*JOB*
Repeat the part of the records below that opens with the line containing "leaf --vertices whole-pixels" and closes with the line containing "[[[282,21],[289,24],[298,17],[310,0],[277,0],[276,1]]]", including both of those lines.

-*-

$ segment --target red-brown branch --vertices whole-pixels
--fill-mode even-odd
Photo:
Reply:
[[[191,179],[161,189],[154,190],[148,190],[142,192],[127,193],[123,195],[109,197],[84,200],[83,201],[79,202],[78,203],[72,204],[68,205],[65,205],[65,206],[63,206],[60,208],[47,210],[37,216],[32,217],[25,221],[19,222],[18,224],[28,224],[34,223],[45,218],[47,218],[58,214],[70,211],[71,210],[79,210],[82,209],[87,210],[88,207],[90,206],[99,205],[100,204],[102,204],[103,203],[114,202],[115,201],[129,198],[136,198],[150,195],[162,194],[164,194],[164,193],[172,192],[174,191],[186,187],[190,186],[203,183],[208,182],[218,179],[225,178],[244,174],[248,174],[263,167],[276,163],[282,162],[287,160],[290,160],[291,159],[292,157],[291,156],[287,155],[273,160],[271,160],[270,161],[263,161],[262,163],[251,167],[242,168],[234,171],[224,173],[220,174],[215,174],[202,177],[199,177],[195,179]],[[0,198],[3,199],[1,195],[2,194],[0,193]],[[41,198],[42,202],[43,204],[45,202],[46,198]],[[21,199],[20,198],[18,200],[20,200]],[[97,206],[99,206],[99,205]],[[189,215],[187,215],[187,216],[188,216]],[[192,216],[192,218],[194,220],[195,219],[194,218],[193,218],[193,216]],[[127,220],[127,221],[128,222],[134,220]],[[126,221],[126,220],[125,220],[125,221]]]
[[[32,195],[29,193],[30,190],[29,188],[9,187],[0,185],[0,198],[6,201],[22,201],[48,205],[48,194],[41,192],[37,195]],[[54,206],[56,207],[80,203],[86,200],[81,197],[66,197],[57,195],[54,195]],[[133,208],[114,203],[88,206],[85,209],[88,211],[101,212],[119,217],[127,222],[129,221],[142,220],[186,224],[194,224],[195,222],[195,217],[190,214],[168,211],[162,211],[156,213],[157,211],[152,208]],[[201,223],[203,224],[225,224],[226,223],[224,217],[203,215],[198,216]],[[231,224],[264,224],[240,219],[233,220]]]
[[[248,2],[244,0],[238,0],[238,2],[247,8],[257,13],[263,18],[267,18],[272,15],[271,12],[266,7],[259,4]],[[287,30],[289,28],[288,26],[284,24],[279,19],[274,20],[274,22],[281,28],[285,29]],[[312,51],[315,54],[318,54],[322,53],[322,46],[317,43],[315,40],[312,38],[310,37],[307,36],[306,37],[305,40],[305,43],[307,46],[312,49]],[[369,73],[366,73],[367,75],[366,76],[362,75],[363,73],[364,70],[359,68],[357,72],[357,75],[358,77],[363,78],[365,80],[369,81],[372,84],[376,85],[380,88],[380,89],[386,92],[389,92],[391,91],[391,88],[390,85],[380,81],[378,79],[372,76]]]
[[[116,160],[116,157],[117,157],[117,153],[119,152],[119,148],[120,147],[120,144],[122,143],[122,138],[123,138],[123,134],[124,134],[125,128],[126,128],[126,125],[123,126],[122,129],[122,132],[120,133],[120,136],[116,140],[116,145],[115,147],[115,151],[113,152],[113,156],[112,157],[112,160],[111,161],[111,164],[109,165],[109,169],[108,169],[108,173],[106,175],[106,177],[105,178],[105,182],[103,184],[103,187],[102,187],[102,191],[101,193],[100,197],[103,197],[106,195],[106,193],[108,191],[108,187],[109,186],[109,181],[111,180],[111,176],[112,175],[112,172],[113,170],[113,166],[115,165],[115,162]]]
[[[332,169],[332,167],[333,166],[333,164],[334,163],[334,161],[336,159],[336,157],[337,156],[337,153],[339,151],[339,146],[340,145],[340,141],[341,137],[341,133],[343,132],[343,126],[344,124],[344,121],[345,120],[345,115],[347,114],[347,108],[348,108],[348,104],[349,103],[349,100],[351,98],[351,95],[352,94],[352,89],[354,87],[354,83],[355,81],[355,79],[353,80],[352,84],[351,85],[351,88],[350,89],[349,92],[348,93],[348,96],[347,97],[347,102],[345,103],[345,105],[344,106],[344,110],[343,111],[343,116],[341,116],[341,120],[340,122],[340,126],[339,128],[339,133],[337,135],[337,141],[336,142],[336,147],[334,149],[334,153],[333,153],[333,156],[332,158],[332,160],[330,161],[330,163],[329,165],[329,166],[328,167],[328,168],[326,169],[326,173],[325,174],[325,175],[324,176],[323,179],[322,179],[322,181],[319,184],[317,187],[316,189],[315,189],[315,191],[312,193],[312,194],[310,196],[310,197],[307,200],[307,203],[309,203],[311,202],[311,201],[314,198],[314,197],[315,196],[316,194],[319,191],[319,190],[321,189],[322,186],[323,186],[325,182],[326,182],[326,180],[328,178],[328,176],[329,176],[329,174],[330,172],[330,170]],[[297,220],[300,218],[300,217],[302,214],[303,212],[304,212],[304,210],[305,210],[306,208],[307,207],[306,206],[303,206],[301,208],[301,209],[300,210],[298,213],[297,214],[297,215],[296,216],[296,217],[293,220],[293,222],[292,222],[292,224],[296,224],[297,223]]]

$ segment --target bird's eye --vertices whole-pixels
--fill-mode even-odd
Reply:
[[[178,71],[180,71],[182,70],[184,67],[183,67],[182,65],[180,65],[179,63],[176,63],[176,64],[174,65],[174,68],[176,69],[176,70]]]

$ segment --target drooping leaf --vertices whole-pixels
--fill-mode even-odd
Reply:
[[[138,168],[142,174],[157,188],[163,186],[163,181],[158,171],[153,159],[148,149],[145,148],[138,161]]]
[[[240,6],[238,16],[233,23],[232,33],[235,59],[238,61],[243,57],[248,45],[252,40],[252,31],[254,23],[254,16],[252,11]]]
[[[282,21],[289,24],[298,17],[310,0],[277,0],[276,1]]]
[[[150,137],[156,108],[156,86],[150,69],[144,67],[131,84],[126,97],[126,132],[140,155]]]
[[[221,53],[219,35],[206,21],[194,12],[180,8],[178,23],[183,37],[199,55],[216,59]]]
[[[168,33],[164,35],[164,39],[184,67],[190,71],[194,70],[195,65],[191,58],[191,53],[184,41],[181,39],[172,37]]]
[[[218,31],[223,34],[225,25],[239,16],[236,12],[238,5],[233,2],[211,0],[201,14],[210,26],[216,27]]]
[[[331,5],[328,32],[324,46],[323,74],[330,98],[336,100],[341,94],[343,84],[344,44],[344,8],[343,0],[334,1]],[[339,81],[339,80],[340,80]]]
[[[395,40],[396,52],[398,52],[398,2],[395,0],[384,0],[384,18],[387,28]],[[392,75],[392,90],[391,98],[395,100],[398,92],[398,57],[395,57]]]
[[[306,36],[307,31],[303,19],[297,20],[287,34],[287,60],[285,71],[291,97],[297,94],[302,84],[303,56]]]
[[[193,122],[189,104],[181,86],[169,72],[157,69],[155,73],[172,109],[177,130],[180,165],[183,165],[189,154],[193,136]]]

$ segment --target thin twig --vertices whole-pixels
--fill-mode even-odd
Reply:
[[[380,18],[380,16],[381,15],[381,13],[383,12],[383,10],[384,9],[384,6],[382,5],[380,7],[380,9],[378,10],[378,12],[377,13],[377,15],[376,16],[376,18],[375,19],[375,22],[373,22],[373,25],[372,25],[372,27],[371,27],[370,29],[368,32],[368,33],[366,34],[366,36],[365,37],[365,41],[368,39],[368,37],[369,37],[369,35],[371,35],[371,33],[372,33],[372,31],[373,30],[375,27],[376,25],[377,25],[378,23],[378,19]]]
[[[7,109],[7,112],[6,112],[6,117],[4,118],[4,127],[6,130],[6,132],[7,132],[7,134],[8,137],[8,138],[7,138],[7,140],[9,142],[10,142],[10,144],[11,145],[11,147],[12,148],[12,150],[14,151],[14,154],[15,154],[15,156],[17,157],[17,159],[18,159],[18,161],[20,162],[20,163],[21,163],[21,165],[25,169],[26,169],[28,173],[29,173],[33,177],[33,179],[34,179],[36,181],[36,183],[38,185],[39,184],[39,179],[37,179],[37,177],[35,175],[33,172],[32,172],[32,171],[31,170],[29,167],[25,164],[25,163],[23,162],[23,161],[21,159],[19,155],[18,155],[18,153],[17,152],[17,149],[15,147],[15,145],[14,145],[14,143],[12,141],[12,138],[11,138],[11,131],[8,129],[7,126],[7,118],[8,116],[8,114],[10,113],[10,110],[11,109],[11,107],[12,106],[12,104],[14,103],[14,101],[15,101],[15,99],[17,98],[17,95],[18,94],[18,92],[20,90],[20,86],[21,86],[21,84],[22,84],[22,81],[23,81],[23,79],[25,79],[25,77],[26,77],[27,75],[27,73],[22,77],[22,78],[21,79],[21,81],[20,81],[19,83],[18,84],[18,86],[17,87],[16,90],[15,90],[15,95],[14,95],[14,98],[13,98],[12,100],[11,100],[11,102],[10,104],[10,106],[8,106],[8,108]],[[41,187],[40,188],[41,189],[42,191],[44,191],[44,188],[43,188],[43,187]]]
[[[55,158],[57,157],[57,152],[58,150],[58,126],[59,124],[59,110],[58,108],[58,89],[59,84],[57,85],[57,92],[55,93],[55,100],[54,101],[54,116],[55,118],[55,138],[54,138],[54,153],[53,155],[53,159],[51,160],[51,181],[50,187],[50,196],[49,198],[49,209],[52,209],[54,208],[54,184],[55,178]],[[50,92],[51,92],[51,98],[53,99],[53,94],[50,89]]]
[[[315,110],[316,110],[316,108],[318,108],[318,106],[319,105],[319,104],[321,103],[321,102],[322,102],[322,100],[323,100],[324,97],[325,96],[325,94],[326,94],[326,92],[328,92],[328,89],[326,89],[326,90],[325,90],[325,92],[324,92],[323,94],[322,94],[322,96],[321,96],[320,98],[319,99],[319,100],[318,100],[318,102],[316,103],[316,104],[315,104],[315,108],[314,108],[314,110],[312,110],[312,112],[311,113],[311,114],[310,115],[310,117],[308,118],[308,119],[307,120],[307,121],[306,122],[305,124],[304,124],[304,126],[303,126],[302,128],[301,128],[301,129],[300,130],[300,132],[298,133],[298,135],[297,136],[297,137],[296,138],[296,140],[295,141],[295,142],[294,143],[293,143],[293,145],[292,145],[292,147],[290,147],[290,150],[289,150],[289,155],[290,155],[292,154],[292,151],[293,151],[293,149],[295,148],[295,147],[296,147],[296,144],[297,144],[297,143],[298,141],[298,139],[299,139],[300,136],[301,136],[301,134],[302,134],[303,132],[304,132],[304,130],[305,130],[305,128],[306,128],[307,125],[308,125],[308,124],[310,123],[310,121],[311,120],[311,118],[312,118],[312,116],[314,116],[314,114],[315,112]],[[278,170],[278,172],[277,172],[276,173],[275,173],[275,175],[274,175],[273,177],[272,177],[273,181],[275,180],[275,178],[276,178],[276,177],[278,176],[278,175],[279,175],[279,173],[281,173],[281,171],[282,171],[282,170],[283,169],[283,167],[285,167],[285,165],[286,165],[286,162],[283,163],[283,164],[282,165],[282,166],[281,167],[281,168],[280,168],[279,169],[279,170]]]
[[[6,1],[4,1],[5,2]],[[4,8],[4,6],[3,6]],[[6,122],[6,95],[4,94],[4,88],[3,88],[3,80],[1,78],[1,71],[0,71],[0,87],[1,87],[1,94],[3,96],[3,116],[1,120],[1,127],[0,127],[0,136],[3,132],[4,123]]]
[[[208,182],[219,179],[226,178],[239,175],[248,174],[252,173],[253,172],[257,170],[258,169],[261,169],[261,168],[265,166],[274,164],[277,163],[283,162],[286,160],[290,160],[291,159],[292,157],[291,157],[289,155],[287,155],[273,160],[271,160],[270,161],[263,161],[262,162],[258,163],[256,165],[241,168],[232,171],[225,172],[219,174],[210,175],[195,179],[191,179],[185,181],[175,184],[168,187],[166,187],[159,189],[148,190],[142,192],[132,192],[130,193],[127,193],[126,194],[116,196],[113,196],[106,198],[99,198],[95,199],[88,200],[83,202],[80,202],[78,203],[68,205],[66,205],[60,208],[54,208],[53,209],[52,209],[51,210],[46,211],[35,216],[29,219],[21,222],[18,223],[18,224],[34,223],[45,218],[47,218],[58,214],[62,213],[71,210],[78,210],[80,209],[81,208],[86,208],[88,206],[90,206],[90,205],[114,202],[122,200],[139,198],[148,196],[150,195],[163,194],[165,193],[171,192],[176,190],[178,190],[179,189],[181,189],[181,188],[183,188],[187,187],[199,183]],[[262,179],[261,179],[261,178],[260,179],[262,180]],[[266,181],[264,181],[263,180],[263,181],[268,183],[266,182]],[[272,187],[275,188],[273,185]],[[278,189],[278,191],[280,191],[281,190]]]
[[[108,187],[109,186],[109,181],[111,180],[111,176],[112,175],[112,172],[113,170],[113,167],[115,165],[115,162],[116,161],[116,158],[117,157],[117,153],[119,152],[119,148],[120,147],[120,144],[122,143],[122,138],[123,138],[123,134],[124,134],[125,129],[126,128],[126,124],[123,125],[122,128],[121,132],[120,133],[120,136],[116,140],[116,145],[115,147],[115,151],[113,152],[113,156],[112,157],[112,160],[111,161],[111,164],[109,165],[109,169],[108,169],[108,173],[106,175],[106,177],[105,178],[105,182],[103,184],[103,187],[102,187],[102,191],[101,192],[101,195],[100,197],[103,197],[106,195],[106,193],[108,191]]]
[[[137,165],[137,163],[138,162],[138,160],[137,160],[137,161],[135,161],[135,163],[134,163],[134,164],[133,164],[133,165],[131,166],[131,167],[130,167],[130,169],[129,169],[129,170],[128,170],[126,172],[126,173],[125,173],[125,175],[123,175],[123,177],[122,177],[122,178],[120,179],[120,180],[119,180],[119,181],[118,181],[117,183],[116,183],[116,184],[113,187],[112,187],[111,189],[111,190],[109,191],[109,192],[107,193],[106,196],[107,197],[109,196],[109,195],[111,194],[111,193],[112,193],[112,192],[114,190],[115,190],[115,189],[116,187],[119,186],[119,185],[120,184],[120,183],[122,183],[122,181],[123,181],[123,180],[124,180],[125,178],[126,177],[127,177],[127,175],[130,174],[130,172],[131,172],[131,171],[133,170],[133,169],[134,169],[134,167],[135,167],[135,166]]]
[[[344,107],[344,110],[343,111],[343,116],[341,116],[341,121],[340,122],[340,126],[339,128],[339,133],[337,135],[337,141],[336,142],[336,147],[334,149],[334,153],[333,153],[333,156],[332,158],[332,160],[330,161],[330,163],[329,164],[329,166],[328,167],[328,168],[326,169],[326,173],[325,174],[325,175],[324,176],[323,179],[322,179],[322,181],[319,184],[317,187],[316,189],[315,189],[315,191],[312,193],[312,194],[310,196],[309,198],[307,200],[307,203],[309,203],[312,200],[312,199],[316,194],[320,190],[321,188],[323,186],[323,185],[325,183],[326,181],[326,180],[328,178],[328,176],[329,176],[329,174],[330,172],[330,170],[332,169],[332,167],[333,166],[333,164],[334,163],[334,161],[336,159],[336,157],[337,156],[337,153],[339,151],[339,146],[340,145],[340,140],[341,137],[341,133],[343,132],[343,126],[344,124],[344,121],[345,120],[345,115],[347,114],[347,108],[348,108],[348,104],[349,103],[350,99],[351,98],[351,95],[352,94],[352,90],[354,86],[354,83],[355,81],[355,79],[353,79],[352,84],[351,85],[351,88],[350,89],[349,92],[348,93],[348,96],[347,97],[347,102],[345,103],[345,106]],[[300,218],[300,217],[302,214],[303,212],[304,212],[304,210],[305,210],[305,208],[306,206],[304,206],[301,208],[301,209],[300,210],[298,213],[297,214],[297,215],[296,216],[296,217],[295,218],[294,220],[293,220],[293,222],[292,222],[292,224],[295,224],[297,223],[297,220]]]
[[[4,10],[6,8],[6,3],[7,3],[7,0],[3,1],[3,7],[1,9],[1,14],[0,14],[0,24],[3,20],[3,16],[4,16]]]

-*-

*SOLUTION TO THIS PROBLEM*
$ segment --target drooping leaf --vertices whole-pixels
--fill-mode even-odd
Reply:
[[[138,168],[142,174],[157,188],[163,186],[163,181],[158,171],[153,159],[148,149],[145,148],[138,161]]]
[[[240,6],[238,16],[233,23],[232,33],[235,59],[238,61],[243,57],[248,45],[252,40],[252,31],[254,23],[254,16],[252,11]]]
[[[282,21],[289,24],[298,17],[310,0],[277,0],[276,1]]]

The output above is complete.